EXCERPTED PASSAGE =
══════════════════════════════

Viscount Dunedin(read by Lord Carson).— [After the narrative quoted supra]—By section 5 of the Income Tax Act of 1918, as amended by the Finance Act of 1920, it is provided:—5. (1) “For the, purposes of super-tax, the total income of any individual from all sources shall be taken to be the total income of that individual from all sources for the previous year, estimated in the same manner as the total income from all sources is required to be estimated in a return made in connexion with any claim for a deduction from assessable income, but subject to the provisions hereinafter contained.” And by section 19 of the Income Tax Act of 1918, as amended by the Finance Act, 1920, it is provided:—
“19. For the purpose of any claim for an allowance or deduction the income arising from the ownership of lands, tenements, hereditaments, or heritages shall, subject to any allowance, reduction, or relief granted under this Act, be deemed to be the annual value thereof estimated in accordance with the rules applicable to Schedule A.”
The whole question, therefore, is—Was the income which the respondent received during the above period an income derived from the ownership of lands? The argument of the appellants is very simple. They say that, under Sir Simon's settlement, there was vesting a morte testatoris in the respondent as a proper liferenter, and that a proper liferenter is an owner in the sense of the section quoted. Now, though there is no definition in the statute of what an owner is, it may, I think, be held as certain that the expression is not confined to the owner of the fee feudally vested, and I think a proper liferenter, either feudally vested or in such a position that he might be feudally vested, would be an owner. But what is a proper liferenter? I agree with what the learned Lord President said in the case of Inland Revenue v. Wemyss. The case itself is far too peculiar and special to form a precedent for any other, but the remarks of the learned Judges on the general law may be quoted. The Lord President, after saying, as I have said, that a proper liferenter may be an owner of lands in the sense of the statute, goes on to say of him—“He has no trust interposed between him and those lands; he is interim dominus or proprietor for life, (Ersk. Inst. II. ix. 41); and he is immediately entitled to the civil fruits of the lands, which lands he may let to tenants for the duration of his life. Like any other ‘owner’ he may be ‘occupier’ also, and uplift the natural fruits of the lands, since he is entitled, if he pleases, to possess the lands personally or by means of his own servants (Ersk, Inst. II. ix. 56).”

══════════════════════════════

GIVEN DATA =

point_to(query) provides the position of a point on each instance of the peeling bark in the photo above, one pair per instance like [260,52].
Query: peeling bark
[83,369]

══════════════════════════════

WHAT TO DO =
In the judgment excerpt on income from the ownership of lands, in which case did the Lord President make the remarks that the speaker agrees with?

CORRECT ANSWER =
Inland Revenue v. Wemyss.